# [Set problem]
Substitute "can consist of several pieces" for every occurrence of "may span separate parts" in the entries below, leaving everything else unchanged, and reproduce them without the pictures.

Entries from a dataset

* * * * * * *

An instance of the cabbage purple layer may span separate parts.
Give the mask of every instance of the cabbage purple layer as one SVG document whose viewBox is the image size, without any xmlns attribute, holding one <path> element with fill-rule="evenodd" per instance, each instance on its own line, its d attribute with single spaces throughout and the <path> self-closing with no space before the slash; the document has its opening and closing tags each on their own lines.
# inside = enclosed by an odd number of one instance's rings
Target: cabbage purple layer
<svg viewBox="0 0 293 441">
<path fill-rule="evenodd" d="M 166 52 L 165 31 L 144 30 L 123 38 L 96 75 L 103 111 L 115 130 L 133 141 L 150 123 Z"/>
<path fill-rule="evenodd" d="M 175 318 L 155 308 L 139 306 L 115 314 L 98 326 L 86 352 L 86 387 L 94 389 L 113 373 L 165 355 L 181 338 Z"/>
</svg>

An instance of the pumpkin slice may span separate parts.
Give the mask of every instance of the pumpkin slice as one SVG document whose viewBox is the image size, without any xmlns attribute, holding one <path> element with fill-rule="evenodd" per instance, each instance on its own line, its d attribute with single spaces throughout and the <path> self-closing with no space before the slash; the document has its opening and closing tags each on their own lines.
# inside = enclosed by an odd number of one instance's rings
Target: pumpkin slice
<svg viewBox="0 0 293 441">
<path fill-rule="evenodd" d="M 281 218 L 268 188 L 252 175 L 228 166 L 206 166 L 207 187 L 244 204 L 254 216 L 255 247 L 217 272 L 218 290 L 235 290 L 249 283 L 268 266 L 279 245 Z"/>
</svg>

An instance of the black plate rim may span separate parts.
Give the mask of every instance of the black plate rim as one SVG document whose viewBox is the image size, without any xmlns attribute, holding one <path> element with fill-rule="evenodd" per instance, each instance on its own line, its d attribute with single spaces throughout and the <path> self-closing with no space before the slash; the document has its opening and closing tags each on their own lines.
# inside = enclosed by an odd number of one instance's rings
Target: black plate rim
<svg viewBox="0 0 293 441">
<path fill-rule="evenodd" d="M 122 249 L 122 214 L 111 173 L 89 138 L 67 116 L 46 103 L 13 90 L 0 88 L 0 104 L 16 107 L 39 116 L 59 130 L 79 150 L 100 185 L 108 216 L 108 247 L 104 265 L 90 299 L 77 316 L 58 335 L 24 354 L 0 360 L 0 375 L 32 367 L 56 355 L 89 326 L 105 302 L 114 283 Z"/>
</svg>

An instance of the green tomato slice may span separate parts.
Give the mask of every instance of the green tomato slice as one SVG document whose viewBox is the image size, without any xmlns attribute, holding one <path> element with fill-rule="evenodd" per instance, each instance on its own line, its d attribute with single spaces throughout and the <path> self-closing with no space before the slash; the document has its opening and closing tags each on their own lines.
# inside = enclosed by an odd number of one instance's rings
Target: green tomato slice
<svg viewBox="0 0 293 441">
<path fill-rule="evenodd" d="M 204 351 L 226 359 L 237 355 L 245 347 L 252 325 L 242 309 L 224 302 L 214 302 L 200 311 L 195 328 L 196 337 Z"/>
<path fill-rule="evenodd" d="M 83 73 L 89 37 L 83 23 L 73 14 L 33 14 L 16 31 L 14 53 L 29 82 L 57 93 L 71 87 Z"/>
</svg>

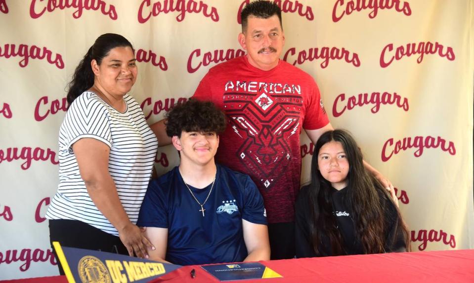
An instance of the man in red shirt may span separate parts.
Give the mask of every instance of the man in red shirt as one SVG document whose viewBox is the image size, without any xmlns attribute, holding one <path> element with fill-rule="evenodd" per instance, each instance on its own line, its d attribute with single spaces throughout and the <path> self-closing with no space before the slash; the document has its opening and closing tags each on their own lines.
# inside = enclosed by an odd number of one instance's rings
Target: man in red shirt
<svg viewBox="0 0 474 283">
<path fill-rule="evenodd" d="M 300 134 L 304 129 L 315 143 L 333 127 L 313 78 L 280 59 L 285 35 L 278 6 L 258 0 L 241 15 L 239 42 L 247 54 L 211 68 L 193 97 L 212 101 L 225 113 L 228 125 L 216 159 L 257 184 L 267 212 L 271 258 L 290 258 L 301 175 Z M 167 142 L 160 138 L 163 127 L 160 122 L 151 126 L 160 145 Z"/>
</svg>

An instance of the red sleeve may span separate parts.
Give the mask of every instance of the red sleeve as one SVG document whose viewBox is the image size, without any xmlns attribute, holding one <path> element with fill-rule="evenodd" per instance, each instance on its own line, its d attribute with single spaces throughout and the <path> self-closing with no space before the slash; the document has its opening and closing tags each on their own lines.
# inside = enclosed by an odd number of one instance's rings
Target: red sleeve
<svg viewBox="0 0 474 283">
<path fill-rule="evenodd" d="M 329 118 L 319 93 L 319 88 L 314 81 L 313 84 L 313 87 L 310 88 L 311 90 L 306 99 L 307 104 L 303 123 L 303 128 L 306 130 L 321 129 L 329 123 Z"/>
</svg>

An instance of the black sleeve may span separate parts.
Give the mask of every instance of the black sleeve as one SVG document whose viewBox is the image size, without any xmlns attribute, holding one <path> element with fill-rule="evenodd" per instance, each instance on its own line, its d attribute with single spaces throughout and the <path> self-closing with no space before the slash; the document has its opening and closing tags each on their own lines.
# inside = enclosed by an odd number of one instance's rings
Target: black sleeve
<svg viewBox="0 0 474 283">
<path fill-rule="evenodd" d="M 406 238 L 396 207 L 391 200 L 385 194 L 383 199 L 386 212 L 385 223 L 387 227 L 385 251 L 386 252 L 406 251 Z"/>
<path fill-rule="evenodd" d="M 312 257 L 316 256 L 309 240 L 309 224 L 308 221 L 310 207 L 308 203 L 309 186 L 303 187 L 298 194 L 295 209 L 295 249 L 297 257 Z"/>
</svg>

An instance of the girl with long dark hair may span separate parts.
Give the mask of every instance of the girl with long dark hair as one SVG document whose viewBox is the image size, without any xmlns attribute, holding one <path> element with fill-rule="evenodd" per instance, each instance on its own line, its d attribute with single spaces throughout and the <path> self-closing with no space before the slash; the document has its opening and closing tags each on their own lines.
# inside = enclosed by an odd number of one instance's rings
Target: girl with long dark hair
<svg viewBox="0 0 474 283">
<path fill-rule="evenodd" d="M 46 214 L 51 242 L 147 257 L 152 245 L 135 223 L 158 144 L 127 93 L 137 73 L 131 44 L 115 34 L 99 36 L 76 69 L 59 129 L 59 183 Z"/>
<path fill-rule="evenodd" d="M 319 138 L 311 183 L 301 189 L 296 205 L 297 257 L 409 250 L 393 189 L 390 194 L 368 173 L 363 160 L 347 132 Z"/>
</svg>

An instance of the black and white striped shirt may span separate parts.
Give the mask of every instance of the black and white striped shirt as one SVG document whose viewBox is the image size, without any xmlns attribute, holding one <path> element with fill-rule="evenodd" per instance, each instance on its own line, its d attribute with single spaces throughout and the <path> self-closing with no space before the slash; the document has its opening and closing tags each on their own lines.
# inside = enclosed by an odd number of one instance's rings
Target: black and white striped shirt
<svg viewBox="0 0 474 283">
<path fill-rule="evenodd" d="M 110 147 L 109 172 L 132 223 L 151 177 L 158 142 L 138 104 L 128 94 L 127 109 L 115 110 L 93 92 L 86 91 L 71 105 L 59 130 L 59 184 L 46 213 L 50 219 L 78 220 L 118 235 L 94 205 L 81 178 L 73 144 L 92 138 Z"/>
</svg>

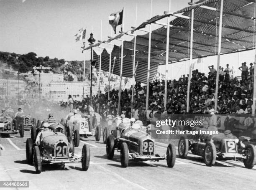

* * * * * * *

# [Complete answer]
An instance of the cabbage purple layer can consist of several pieces.
Give the mask of every instance of the cabbage purple layer as one SVG document whose viewBox is the image size, without any xmlns attribute, holding one <path> element with fill-rule="evenodd" per instance, each instance on its own line, its d attribute with single spaces throughout and the <path> self-closing with no space before the slash; the document has its opening and closing tags each on their own lines.
# inside = enclosed by an odd number of one instance's rings
Target: cabbage purple layer
<svg viewBox="0 0 293 441">
<path fill-rule="evenodd" d="M 166 52 L 165 31 L 144 30 L 123 38 L 96 75 L 103 111 L 115 130 L 133 141 L 150 123 Z"/>
<path fill-rule="evenodd" d="M 175 318 L 155 308 L 139 306 L 115 314 L 98 326 L 86 352 L 86 387 L 94 389 L 113 373 L 165 355 L 181 338 Z"/>
</svg>

An instance of the pumpkin slice can consist of several pieces.
Give the mask of every instance of the pumpkin slice as one SVG document whose viewBox is the image size, without any xmlns attribute, holding one <path> element with fill-rule="evenodd" per instance, each instance on its own line, its d attribute with single spaces throughout and the <path> self-closing with no space before the slash; the document has its opening and closing tags each on their own lines.
# inside = enclosed by an odd number of one instance's rings
Target: pumpkin slice
<svg viewBox="0 0 293 441">
<path fill-rule="evenodd" d="M 281 218 L 268 188 L 252 175 L 228 166 L 206 166 L 207 187 L 244 204 L 254 216 L 255 247 L 217 272 L 218 290 L 235 290 L 249 283 L 268 266 L 279 245 Z"/>
</svg>

An instance of the black plate rim can consist of several pieces.
Give the mask of every instance of the black plate rim as one SVG document whose viewBox is the image size, without any xmlns attribute, holding one <path> element with fill-rule="evenodd" per instance, each instance on its own line, its d attribute with single spaces throughout and the <path> self-closing with no space before the slash; the document has its opening and closing tags each on their own lines.
# inside = enclosed by an odd number of one instance's rings
Target: black plate rim
<svg viewBox="0 0 293 441">
<path fill-rule="evenodd" d="M 122 249 L 122 214 L 111 173 L 89 138 L 67 116 L 46 103 L 13 90 L 0 88 L 0 104 L 16 107 L 39 116 L 59 130 L 79 150 L 100 185 L 108 216 L 108 247 L 104 265 L 90 299 L 77 316 L 58 335 L 24 354 L 0 360 L 0 375 L 32 367 L 56 355 L 89 326 L 105 302 L 114 283 Z"/>
</svg>

An instance of the green tomato slice can consist of several pieces.
Give the mask of every instance of the green tomato slice as one SVG document whose viewBox is the image size, without any xmlns attribute, holding one <path> element with fill-rule="evenodd" per instance, each instance on its own line, its d attribute with single spaces throughout and the <path> self-closing with no space before the slash; the document has its opening and closing tags each on their own lines.
# inside = enclosed by an odd number of one instance's rings
Target: green tomato slice
<svg viewBox="0 0 293 441">
<path fill-rule="evenodd" d="M 204 351 L 226 359 L 237 355 L 245 347 L 252 325 L 242 309 L 224 302 L 214 302 L 200 311 L 195 328 L 196 337 Z"/>
<path fill-rule="evenodd" d="M 83 73 L 89 37 L 83 23 L 73 14 L 33 14 L 16 31 L 14 53 L 29 82 L 57 93 L 71 87 Z"/>
</svg>

An instance of the man in red shirt can consist of several pieces.
Give the mask of every instance of the man in red shirt as one SVG document whose viewBox is the image size, without any xmlns attribute, holding one <path> element with fill-rule="evenodd" per instance, each instance on its own line, its d attribute with single spaces throughout and the <path> self-closing with no space before the slash; the document has its opening and closing tags each on their own lines.
# inside = enclosed by an odd number of one instance's rings
Target: man in red shirt
<svg viewBox="0 0 474 283">
<path fill-rule="evenodd" d="M 300 134 L 304 129 L 315 143 L 333 127 L 313 78 L 280 59 L 285 35 L 278 6 L 258 0 L 241 15 L 239 42 L 247 54 L 211 68 L 193 97 L 212 101 L 225 113 L 228 125 L 216 159 L 257 184 L 267 212 L 271 258 L 290 258 L 301 175 Z M 167 142 L 160 138 L 163 127 L 160 122 L 151 126 L 160 145 Z"/>
</svg>

An instance of the red sleeve can consist of several pieces.
Give the mask of every instance of the red sleeve as one SVG document whose viewBox is the image size, without any xmlns attribute, holding one <path> element with fill-rule="evenodd" per instance, each instance on its own line, its d attribute with single spaces throughout and the <path> self-closing with no space before the slash; the document has its opening and closing tags each on their own lines.
# inside = enclosed by an odd number of one instance's rings
Target: red sleeve
<svg viewBox="0 0 474 283">
<path fill-rule="evenodd" d="M 329 118 L 319 93 L 319 88 L 314 81 L 313 84 L 313 87 L 310 88 L 311 90 L 306 99 L 307 104 L 303 123 L 303 128 L 306 130 L 321 129 L 329 123 Z"/>
</svg>

An instance of the black sleeve can consist of several pieces.
Give the mask of every instance of the black sleeve as one SVG document whose viewBox is the image size, without any xmlns attribute, holding one <path> element with fill-rule="evenodd" per instance, each instance on its own line, its d attribute with single spaces throughout and the <path> self-closing with no space before the slash; the document has its opening and closing tags each on their own lines.
# inside = enclosed by an odd number of one instance's rings
Target: black sleeve
<svg viewBox="0 0 474 283">
<path fill-rule="evenodd" d="M 406 238 L 396 207 L 391 200 L 385 194 L 383 199 L 386 212 L 385 223 L 387 227 L 385 251 L 386 252 L 406 251 Z"/>
<path fill-rule="evenodd" d="M 312 257 L 316 256 L 309 240 L 309 224 L 308 221 L 310 207 L 308 203 L 309 186 L 303 187 L 298 194 L 295 209 L 295 249 L 297 257 Z"/>
</svg>

An instance of the girl with long dark hair can consist of several pieces.
Give the mask of every instance of the girl with long dark hair as one SVG document whose viewBox is the image size, without any xmlns attribute, holding one <path> element with fill-rule="evenodd" per instance, each instance on its own line, its d attribute with single spaces throughout and the <path> self-closing with no space before the slash; the document has its opening and closing tags each on their own lines.
# inside = enclosed by an odd number of one instance's rings
Target: girl with long dark hair
<svg viewBox="0 0 474 283">
<path fill-rule="evenodd" d="M 46 214 L 51 242 L 147 257 L 152 245 L 135 223 L 158 144 L 127 93 L 137 73 L 131 44 L 115 34 L 99 36 L 76 69 L 59 129 L 59 183 Z"/>
<path fill-rule="evenodd" d="M 319 138 L 311 183 L 301 189 L 296 205 L 297 257 L 409 250 L 393 189 L 390 194 L 368 173 L 363 160 L 347 132 Z"/>
</svg>

An instance of the black and white striped shirt can consist of several pieces.
Give the mask of every instance of the black and white striped shirt as one SVG document whose viewBox is the image size, without any xmlns attribute, holding one <path> element with fill-rule="evenodd" per instance, each instance on its own line, its d attribute with single spaces throughout and the <path> self-closing with no space before the slash; the document has its opening and closing tags each on their own lines.
# inside = enclosed by an odd number of one instance's rings
Target: black and white striped shirt
<svg viewBox="0 0 474 283">
<path fill-rule="evenodd" d="M 110 147 L 109 172 L 132 223 L 151 177 L 158 142 L 138 104 L 128 94 L 127 109 L 115 110 L 93 92 L 86 91 L 71 105 L 59 130 L 59 184 L 46 213 L 50 219 L 78 220 L 118 235 L 94 205 L 81 178 L 73 144 L 92 138 Z"/>
</svg>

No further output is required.